§ **AIM**
Reproduce the following records verbatim, line for line.

§ **EXTRACTED INFORMATION**
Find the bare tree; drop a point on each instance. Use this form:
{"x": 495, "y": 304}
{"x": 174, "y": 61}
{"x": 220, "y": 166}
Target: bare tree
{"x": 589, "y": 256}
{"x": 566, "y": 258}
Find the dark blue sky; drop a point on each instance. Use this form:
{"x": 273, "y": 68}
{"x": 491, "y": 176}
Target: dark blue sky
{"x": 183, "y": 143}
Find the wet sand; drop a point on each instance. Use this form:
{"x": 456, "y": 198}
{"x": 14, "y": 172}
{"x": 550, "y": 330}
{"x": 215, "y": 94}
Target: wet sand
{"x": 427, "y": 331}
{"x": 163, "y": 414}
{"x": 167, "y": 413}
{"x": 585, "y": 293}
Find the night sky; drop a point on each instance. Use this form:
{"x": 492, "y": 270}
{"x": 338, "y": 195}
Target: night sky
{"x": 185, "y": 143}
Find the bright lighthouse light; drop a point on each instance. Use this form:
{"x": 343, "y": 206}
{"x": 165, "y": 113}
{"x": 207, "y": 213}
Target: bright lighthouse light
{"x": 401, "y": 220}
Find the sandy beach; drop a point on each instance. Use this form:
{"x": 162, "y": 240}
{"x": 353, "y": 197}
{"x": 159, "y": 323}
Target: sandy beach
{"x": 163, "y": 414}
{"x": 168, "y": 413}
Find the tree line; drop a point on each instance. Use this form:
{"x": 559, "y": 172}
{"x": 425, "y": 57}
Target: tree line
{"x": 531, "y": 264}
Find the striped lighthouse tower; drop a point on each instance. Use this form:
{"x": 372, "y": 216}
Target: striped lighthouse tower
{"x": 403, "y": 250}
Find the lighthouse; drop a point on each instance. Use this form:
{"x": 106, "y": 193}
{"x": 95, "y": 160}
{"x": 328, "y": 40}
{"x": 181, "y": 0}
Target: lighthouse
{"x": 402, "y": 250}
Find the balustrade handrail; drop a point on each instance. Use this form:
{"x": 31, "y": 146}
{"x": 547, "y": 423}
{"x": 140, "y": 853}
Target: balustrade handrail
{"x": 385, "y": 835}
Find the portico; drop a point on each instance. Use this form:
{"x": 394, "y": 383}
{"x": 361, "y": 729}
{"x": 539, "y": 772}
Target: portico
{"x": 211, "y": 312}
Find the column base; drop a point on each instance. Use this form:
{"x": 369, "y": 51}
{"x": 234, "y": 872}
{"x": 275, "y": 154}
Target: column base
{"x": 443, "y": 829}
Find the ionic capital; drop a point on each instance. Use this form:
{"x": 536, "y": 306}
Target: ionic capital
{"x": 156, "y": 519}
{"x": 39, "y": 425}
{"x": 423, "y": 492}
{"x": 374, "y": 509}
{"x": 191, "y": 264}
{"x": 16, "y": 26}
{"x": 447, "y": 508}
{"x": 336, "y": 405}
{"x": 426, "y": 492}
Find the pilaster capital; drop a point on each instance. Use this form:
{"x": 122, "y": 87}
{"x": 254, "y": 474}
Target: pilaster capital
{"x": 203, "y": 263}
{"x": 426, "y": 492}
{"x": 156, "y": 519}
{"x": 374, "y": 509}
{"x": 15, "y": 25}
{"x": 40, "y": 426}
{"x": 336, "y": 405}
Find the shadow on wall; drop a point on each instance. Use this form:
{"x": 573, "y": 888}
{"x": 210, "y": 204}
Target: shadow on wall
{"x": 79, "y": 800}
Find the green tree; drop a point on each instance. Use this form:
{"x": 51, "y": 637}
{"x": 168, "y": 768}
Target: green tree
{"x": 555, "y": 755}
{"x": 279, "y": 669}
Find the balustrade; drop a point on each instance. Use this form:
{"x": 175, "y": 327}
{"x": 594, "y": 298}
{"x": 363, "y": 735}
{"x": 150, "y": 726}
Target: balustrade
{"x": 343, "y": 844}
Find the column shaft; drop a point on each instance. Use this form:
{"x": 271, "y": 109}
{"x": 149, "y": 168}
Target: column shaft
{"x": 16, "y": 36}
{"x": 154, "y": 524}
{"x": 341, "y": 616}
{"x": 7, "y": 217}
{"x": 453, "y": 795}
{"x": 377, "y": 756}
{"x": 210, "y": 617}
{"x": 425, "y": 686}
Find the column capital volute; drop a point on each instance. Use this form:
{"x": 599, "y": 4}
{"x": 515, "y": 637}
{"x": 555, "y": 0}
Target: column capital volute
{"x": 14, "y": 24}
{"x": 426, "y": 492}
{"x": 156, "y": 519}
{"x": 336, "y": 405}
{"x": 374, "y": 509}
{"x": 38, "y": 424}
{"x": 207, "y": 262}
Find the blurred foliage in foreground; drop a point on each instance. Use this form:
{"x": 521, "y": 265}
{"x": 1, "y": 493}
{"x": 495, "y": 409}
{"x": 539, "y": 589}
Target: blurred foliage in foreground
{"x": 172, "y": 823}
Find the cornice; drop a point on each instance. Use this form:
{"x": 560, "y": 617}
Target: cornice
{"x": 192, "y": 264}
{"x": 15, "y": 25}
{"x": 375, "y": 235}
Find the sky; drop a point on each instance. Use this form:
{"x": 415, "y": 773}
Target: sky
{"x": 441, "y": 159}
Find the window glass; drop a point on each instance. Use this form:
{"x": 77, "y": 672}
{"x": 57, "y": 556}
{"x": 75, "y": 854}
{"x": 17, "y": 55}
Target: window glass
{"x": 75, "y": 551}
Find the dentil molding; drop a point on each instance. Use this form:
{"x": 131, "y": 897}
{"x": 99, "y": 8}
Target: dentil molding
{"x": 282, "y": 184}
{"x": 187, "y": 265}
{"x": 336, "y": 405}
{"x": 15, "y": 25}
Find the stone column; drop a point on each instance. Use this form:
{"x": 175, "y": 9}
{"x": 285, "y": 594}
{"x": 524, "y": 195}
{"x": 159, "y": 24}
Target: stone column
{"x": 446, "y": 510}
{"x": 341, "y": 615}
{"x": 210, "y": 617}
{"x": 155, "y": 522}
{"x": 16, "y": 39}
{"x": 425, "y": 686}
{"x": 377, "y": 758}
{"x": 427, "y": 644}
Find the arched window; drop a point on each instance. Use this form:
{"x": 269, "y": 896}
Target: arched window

§ **COMPLETED TASK**
Find the bare tree; drop a point on each instance. Use this form:
{"x": 495, "y": 304}
{"x": 174, "y": 61}
{"x": 220, "y": 166}
Target: bare tree
{"x": 589, "y": 256}
{"x": 566, "y": 258}
Find the dark blue sky; drop a point on each instance. Use this form:
{"x": 273, "y": 68}
{"x": 491, "y": 176}
Target: dark blue sky
{"x": 183, "y": 143}
Find the wet sand; drop a point on each instance. Use this form:
{"x": 456, "y": 198}
{"x": 14, "y": 172}
{"x": 550, "y": 330}
{"x": 215, "y": 94}
Target: wet sand
{"x": 427, "y": 331}
{"x": 163, "y": 414}
{"x": 167, "y": 413}
{"x": 585, "y": 293}
Find the night sky; drop a point on each instance. Use this form:
{"x": 492, "y": 270}
{"x": 338, "y": 195}
Target: night sky
{"x": 185, "y": 143}
Find the bright lighthouse light; drop a point on each instance. Use this form:
{"x": 343, "y": 206}
{"x": 165, "y": 113}
{"x": 207, "y": 213}
Target: bright lighthouse light
{"x": 401, "y": 220}
Find the sandy beach; drop a point on each instance. Use this form:
{"x": 162, "y": 240}
{"x": 353, "y": 197}
{"x": 159, "y": 323}
Target: sandy beach
{"x": 163, "y": 414}
{"x": 168, "y": 413}
Find the tree line; drop a point on each instance. Use this form:
{"x": 559, "y": 172}
{"x": 425, "y": 57}
Target: tree line
{"x": 531, "y": 264}
Find the striped lighthouse tower; drop a point on each instance. Use this form:
{"x": 372, "y": 216}
Target: striped lighthouse tower
{"x": 403, "y": 250}
Find the lighthouse; drop a point on each instance. Use this form:
{"x": 106, "y": 193}
{"x": 95, "y": 160}
{"x": 328, "y": 40}
{"x": 181, "y": 0}
Target: lighthouse
{"x": 402, "y": 250}
Find the balustrade handrail; drop a point on each instance. Use this form:
{"x": 31, "y": 146}
{"x": 547, "y": 423}
{"x": 140, "y": 853}
Target: balustrade handrail
{"x": 385, "y": 835}
Find the portico; drop a point on each instance. Use this form:
{"x": 394, "y": 383}
{"x": 361, "y": 729}
{"x": 539, "y": 772}
Target: portico
{"x": 211, "y": 312}
Find the column base; drop a point on each instance. Use this form:
{"x": 369, "y": 51}
{"x": 234, "y": 872}
{"x": 275, "y": 154}
Target: column base
{"x": 443, "y": 829}
Find the ionic capital; drop a point on each instance. Use this form:
{"x": 536, "y": 306}
Target: ionic capital
{"x": 156, "y": 519}
{"x": 39, "y": 425}
{"x": 423, "y": 492}
{"x": 374, "y": 509}
{"x": 191, "y": 264}
{"x": 16, "y": 26}
{"x": 447, "y": 508}
{"x": 336, "y": 405}
{"x": 426, "y": 492}
Find the pilaster capital; drop a point on each instance. Use this form:
{"x": 122, "y": 87}
{"x": 254, "y": 474}
Target: pilaster capital
{"x": 203, "y": 263}
{"x": 426, "y": 492}
{"x": 156, "y": 519}
{"x": 374, "y": 509}
{"x": 15, "y": 25}
{"x": 40, "y": 426}
{"x": 336, "y": 405}
Find the shadow on wall; drop a point on each instance. Use this form:
{"x": 573, "y": 888}
{"x": 210, "y": 204}
Target: shadow on wall
{"x": 79, "y": 800}
Find the green tree; drop a point on each instance. Use this form:
{"x": 51, "y": 637}
{"x": 168, "y": 768}
Target: green tree
{"x": 555, "y": 755}
{"x": 279, "y": 669}
Find the balustrade; drop a point on each instance. Use this form:
{"x": 175, "y": 327}
{"x": 594, "y": 298}
{"x": 363, "y": 735}
{"x": 150, "y": 726}
Target: balustrade
{"x": 343, "y": 844}
Find the column shaft; drop a point on each instance. Use this form:
{"x": 271, "y": 109}
{"x": 149, "y": 168}
Target: column shaft
{"x": 16, "y": 36}
{"x": 154, "y": 524}
{"x": 341, "y": 616}
{"x": 7, "y": 217}
{"x": 453, "y": 795}
{"x": 377, "y": 756}
{"x": 210, "y": 617}
{"x": 425, "y": 686}
Find the column capital volute; drop a point on each instance. Use this form:
{"x": 599, "y": 4}
{"x": 515, "y": 637}
{"x": 555, "y": 0}
Target: column capital volute
{"x": 14, "y": 24}
{"x": 426, "y": 492}
{"x": 156, "y": 519}
{"x": 336, "y": 405}
{"x": 374, "y": 509}
{"x": 38, "y": 424}
{"x": 207, "y": 262}
Find the blurred foliage in foreground; drop a point on each instance. Use this form:
{"x": 521, "y": 265}
{"x": 1, "y": 493}
{"x": 495, "y": 409}
{"x": 539, "y": 589}
Target: blurred foliage in foreground
{"x": 172, "y": 823}
Find the cornice; drop a point on each instance. Use this form:
{"x": 560, "y": 617}
Target: cornice
{"x": 192, "y": 264}
{"x": 15, "y": 25}
{"x": 375, "y": 235}
Find the sky; drop a point on each instance. Use this form:
{"x": 415, "y": 773}
Target: sky
{"x": 441, "y": 159}
Find the window glass; drop a point on each instance. Use this form:
{"x": 77, "y": 672}
{"x": 57, "y": 556}
{"x": 75, "y": 854}
{"x": 17, "y": 55}
Target: window glass
{"x": 75, "y": 551}
Find the dentil molding; drop a point on each instance. Use this form:
{"x": 131, "y": 897}
{"x": 99, "y": 8}
Target: dentil molding
{"x": 282, "y": 184}
{"x": 187, "y": 265}
{"x": 336, "y": 405}
{"x": 15, "y": 25}
Find the stone column; drop a point on each instance. Use this form:
{"x": 175, "y": 9}
{"x": 285, "y": 594}
{"x": 524, "y": 195}
{"x": 159, "y": 24}
Target: stone column
{"x": 446, "y": 510}
{"x": 341, "y": 615}
{"x": 210, "y": 617}
{"x": 155, "y": 522}
{"x": 16, "y": 39}
{"x": 425, "y": 686}
{"x": 377, "y": 758}
{"x": 427, "y": 644}
Find the arched window; drop a point on each instance. Use this form:
{"x": 269, "y": 896}
Target: arched window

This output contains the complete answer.